• **EXERCISE DESCRIPTION**
What is needed here is an exact reprint of every record below.

Start of RECORDS TO PROCESS

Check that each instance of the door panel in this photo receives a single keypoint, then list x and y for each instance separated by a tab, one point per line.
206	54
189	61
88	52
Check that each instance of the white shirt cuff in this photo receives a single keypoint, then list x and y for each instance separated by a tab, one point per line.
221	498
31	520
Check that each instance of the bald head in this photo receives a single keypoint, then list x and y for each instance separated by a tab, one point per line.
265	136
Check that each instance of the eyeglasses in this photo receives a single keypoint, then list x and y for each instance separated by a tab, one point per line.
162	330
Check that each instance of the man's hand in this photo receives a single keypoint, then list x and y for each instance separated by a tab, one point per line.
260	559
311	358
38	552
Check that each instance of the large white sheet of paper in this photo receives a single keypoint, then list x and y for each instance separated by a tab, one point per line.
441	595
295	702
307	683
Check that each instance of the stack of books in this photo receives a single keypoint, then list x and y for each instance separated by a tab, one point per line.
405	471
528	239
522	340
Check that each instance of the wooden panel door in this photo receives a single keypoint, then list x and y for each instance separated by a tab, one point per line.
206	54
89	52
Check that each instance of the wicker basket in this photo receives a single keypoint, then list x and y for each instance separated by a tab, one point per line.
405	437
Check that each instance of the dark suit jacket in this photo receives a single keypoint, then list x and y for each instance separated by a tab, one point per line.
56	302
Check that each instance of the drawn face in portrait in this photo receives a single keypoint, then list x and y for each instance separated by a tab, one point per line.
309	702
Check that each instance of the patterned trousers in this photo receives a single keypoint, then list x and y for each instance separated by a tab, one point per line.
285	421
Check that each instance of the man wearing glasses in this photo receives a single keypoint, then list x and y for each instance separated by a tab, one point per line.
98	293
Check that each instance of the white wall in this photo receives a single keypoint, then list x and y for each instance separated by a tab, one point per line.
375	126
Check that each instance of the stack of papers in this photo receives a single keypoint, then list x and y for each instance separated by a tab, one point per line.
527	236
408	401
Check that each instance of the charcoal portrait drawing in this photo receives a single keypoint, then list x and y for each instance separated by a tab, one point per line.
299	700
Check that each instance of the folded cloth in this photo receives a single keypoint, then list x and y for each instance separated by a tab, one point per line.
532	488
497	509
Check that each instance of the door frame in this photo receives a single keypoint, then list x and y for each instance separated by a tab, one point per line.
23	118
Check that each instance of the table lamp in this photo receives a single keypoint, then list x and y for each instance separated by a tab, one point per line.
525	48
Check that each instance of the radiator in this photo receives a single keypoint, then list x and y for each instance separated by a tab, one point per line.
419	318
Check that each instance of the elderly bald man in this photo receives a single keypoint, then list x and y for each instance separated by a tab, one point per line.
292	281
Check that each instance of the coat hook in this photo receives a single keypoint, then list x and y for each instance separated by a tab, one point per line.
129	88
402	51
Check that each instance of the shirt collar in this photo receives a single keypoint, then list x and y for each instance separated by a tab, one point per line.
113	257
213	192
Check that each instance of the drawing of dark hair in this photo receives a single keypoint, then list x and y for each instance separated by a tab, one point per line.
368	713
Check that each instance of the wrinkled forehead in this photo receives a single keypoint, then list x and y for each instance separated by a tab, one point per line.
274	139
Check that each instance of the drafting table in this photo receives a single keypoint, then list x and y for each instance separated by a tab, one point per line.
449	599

End of RECORDS TO PROCESS

• **REPLY**
Check that each instance of the door panel in this photo receives a single keypoint, then list x and y for each instance separated by a tab, one point per line.
206	54
189	61
88	52
Check that each instance of the white shirt cuff in this photo receives a single keypoint, then list x and y for each instance separated by a tab, one point per line.
221	498
31	520
Check that each instance of the bald head in this photo receives a single keypoint, then list x and y for each instance separated by a tab, one point per line.
265	136
Check that each instance of the eyeglasses in this photo receives a single keypoint, then list x and y for each instance separated by a tab, one point per line.
162	330
Check that each instance of the man's hand in this photo receives a single keypoint, then list x and y for each instance separated by a tab, one point per line.
260	559
311	358
38	552
Check that each instance of the large white sheet of paper in this photo receives a single keypoint, then list x and y for each instance separated by a tab, one point per line.
441	595
295	702
307	683
Check that each instance of the stack of books in this photo receives a single keypoint, then list x and y for each instance separated by a tab, one point per line.
405	471
528	239
522	340
Check that each instance of the wooden panel door in this photo receives a single keypoint, then list x and y for each instance separated by a tab, one point per line.
206	54
89	52
Check that each instance of the wicker basket in this photo receives a single keypoint, then list x and y for each instance separated by a tab, one point per line.
405	437
Check that each instance of the dark suit jacket in this photo receives a single keypoint, then list x and y for each instance separated by a tab, one point per line.
56	302
Check that each instance of the drawn face in portrait in this photo receives a single keypoint, then list x and y for each instance separated by a tab, one point per line.
309	702
Check that each instance of the patterned trousers in this photo receives a single keypoint, then list x and y for each instance separated by a tab, one point per line.
285	421
Check that each instance of the man wearing glasses in this photo receives a single keypoint, then list x and y for each instance separated by a tab, one point per line.
98	293
Check that each instance of the white wall in this photo receives a single keypoint, then list x and y for each instance separated by a tab, one point per line.
375	126
Check that each instance of the stack of papers in this photo receives a single keypoint, then list x and y for each instance separated by a tab, one point per line.
527	236
408	401
Check that each instance of the charcoal portrait drawing in this photo receives a single keypoint, then list x and y for each instance separated by a tab, one point per line.
299	700
Check that each instance of the folded cloth in this photo receives a single keypoint, then list x and y for each instance separated by a tab, one point per line.
532	488
497	509
Check that each instance of the door frame in this photo receives a single keypoint, then list x and y for each instance separated by a tab, one point per line.
23	118
Check that each instance of the table lamp in this photo receives a single keypoint, then list x and y for each instance separated by a tab, one point per line.
525	48
Check that each instance of the radiator in this photo receives a single keypoint, then list x and y for each instance separated by a tab, one point per line.
419	318
Check that each instance of the elderly bald man in this photo receives a single keypoint, then list x and y for each instance separated by a tab, one point per line.
292	281
Check that each instance of the coat hook in this photo receives a single keypoint, then list x and y for each instance separated by a tab, one point per line.
129	88
402	51
Check that each instance of the shirt collar in this photo receives a single keypoint, then list x and y for each instance separated by a tab, one point per line.
113	257
213	192
Check that each instance of the drawing of dark hair in this photo receives a single keypoint, then list x and y for each instance separated by a tab, one point per line.
368	713
Check that each instance of the wrinkled forehead in this photo receives a single keypoint, then list x and y for each instance separated by a tab, one point per line.
274	139
Check that each instance of the drafting table in this photo receives a single keypoint, then list x and y for each instance separated by a tab, one point per line.
449	599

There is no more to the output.